* _Task directions_
Pick out every line in the entries below that contains the string "dirt" and copy each one in full. Treat case as significant.
== Data for processing
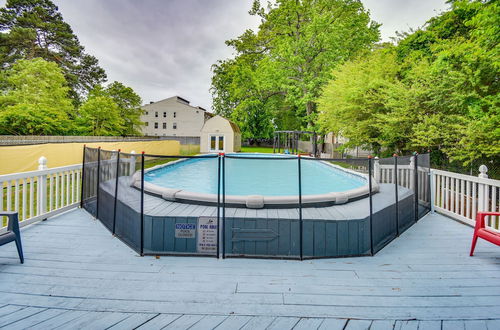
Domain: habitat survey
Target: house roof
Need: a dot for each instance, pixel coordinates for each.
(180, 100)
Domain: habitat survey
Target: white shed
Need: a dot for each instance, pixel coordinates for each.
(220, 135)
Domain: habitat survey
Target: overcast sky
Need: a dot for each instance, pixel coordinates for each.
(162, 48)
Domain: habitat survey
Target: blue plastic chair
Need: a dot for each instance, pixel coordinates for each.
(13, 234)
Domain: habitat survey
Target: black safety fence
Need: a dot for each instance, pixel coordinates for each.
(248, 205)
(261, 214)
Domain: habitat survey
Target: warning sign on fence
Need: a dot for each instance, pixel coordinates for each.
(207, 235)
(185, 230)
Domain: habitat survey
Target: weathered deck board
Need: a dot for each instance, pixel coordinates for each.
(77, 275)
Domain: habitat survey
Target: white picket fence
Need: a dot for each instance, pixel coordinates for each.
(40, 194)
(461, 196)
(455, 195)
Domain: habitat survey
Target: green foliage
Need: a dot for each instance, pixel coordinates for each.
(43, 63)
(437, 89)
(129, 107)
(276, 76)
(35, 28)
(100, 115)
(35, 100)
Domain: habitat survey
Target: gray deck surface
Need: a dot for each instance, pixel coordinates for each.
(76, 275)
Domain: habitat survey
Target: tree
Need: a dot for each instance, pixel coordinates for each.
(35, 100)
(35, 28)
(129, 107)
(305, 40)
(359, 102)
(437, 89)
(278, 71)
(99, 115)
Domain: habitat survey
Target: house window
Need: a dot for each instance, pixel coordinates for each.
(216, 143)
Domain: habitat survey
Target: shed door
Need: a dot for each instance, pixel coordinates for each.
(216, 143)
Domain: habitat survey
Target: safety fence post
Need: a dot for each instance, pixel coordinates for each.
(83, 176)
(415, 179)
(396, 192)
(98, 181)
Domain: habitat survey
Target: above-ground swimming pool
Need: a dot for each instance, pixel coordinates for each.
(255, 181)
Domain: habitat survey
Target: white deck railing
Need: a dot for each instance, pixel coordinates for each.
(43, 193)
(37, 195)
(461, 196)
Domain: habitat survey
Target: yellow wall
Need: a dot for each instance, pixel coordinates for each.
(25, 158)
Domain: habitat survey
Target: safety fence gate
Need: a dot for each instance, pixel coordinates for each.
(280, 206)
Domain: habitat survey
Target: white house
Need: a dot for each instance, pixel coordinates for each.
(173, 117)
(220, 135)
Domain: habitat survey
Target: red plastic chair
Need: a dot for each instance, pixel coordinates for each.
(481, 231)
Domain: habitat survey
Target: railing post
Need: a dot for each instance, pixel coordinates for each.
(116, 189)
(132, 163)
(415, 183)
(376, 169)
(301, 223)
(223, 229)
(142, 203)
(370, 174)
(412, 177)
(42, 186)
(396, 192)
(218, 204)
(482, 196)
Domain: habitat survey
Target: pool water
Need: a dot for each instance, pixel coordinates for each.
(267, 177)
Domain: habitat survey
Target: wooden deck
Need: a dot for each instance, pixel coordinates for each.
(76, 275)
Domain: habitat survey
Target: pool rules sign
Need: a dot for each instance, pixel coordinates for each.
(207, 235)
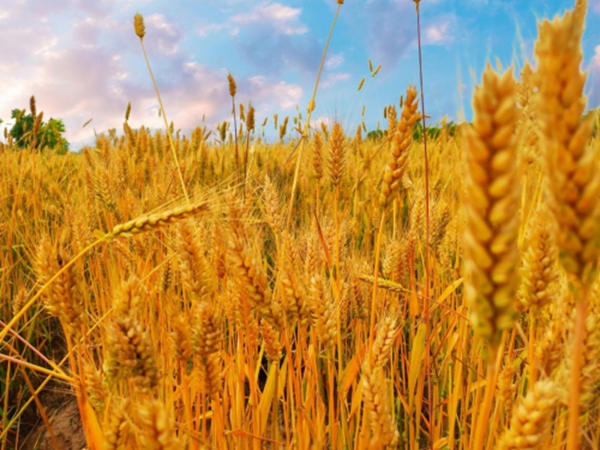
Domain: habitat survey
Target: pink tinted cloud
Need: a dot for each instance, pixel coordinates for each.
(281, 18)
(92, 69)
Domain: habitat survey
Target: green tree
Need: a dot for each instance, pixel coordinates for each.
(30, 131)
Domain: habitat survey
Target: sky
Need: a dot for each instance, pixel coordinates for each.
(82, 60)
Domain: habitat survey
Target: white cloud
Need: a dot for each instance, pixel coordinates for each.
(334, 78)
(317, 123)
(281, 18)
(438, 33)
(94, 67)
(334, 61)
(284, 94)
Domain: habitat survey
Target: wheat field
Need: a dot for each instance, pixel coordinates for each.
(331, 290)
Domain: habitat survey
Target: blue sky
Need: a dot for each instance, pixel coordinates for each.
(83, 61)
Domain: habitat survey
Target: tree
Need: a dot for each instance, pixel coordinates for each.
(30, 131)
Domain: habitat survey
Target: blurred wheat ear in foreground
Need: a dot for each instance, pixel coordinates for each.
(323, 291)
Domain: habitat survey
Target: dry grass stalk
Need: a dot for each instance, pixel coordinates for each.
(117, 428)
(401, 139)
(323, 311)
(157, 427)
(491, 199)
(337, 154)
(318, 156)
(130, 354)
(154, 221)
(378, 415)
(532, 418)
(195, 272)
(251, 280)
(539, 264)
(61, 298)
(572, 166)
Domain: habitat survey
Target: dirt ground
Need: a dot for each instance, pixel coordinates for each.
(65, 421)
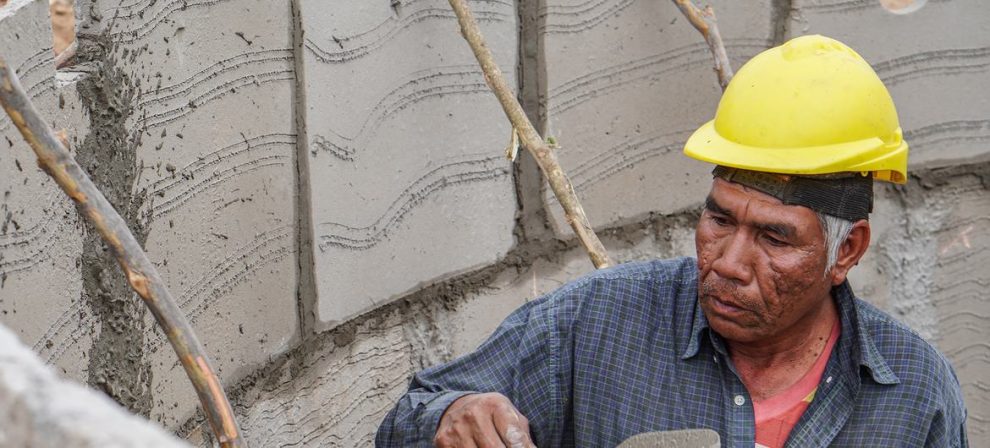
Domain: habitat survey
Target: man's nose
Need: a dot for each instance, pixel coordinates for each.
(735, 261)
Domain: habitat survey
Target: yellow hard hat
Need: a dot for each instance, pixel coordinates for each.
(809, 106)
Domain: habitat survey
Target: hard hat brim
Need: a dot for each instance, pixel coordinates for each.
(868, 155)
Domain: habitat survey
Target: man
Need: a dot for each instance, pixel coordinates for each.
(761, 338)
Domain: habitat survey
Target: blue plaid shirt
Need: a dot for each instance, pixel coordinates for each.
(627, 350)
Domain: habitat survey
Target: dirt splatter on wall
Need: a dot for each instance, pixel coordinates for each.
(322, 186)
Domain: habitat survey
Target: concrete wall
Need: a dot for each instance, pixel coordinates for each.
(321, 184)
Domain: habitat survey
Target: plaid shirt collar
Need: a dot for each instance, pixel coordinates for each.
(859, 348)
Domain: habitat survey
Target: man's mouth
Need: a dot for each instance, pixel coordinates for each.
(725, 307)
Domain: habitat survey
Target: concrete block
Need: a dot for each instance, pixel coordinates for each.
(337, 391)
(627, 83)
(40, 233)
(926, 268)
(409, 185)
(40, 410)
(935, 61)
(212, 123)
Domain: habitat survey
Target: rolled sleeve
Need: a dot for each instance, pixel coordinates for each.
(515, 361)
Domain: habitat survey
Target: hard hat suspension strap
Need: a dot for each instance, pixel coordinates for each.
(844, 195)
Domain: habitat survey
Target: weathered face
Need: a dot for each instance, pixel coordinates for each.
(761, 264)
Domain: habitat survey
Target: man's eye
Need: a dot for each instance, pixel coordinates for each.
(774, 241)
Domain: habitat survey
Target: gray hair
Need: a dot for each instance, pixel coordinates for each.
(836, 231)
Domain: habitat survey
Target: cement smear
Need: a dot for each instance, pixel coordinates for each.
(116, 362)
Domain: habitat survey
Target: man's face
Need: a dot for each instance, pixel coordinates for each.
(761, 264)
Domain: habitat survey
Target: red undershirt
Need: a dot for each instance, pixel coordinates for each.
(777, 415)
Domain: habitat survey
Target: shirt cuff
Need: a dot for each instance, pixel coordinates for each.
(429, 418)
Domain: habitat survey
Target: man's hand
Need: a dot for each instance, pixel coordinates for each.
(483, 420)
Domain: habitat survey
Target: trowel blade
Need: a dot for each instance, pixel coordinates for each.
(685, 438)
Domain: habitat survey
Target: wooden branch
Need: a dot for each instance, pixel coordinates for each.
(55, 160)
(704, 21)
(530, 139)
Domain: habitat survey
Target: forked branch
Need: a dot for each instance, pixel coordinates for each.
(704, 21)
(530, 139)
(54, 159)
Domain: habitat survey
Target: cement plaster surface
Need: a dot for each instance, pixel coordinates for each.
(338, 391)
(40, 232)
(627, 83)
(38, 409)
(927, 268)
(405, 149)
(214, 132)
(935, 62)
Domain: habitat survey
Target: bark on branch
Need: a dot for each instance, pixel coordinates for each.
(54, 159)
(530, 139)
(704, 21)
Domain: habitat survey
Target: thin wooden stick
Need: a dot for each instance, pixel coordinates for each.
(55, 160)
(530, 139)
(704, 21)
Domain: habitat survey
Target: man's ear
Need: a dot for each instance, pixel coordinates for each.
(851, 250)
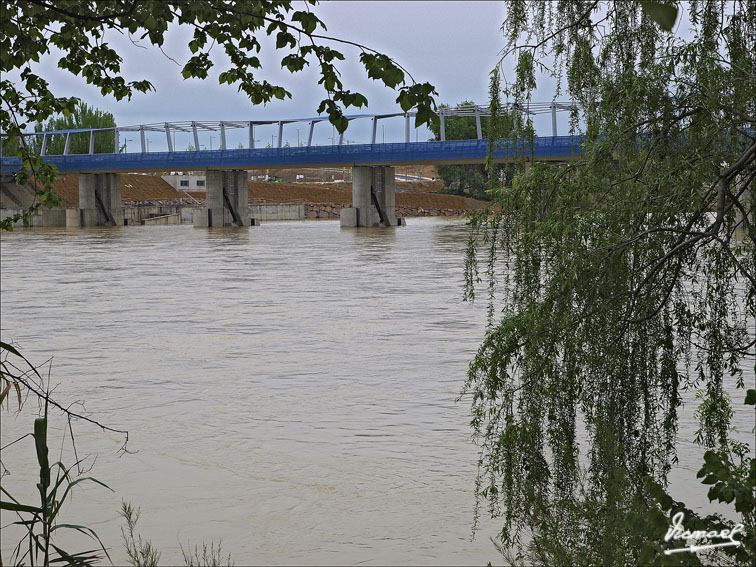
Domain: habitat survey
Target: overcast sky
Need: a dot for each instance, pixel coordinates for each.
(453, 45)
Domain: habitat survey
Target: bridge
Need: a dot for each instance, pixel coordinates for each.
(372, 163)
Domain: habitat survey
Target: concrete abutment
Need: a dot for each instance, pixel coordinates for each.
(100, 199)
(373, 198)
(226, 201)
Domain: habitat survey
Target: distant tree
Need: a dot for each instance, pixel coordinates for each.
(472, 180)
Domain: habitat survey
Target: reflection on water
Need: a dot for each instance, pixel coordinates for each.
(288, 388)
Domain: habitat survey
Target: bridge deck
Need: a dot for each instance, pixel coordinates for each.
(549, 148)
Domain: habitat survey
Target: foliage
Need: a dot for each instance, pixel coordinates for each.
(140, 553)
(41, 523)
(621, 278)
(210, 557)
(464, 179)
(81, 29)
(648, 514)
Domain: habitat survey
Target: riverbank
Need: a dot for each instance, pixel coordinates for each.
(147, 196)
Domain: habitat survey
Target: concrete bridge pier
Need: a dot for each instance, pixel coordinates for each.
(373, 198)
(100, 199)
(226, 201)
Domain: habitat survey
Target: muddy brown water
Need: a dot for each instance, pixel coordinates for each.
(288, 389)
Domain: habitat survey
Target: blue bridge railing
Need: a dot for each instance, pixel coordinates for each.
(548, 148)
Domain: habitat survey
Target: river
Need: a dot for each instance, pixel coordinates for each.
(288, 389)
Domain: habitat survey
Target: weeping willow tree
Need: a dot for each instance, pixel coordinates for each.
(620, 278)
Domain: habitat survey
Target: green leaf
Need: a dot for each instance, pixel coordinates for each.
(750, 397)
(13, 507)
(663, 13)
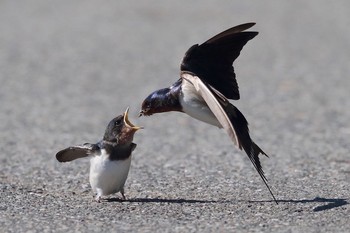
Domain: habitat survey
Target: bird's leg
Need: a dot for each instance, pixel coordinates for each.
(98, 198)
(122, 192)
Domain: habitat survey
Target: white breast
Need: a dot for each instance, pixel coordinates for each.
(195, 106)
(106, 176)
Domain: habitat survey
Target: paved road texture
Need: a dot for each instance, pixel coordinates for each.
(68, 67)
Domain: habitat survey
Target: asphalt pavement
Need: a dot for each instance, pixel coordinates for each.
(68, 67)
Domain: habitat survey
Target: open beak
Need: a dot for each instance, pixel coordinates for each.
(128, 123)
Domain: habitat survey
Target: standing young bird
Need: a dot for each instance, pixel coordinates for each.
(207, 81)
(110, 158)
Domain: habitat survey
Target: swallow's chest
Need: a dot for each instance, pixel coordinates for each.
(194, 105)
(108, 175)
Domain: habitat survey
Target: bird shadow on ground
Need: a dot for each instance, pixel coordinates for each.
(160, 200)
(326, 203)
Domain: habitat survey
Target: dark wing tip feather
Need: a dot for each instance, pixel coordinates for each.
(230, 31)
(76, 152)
====
* _Full output_
Target: dirt ground
Target: dirt splatter on wall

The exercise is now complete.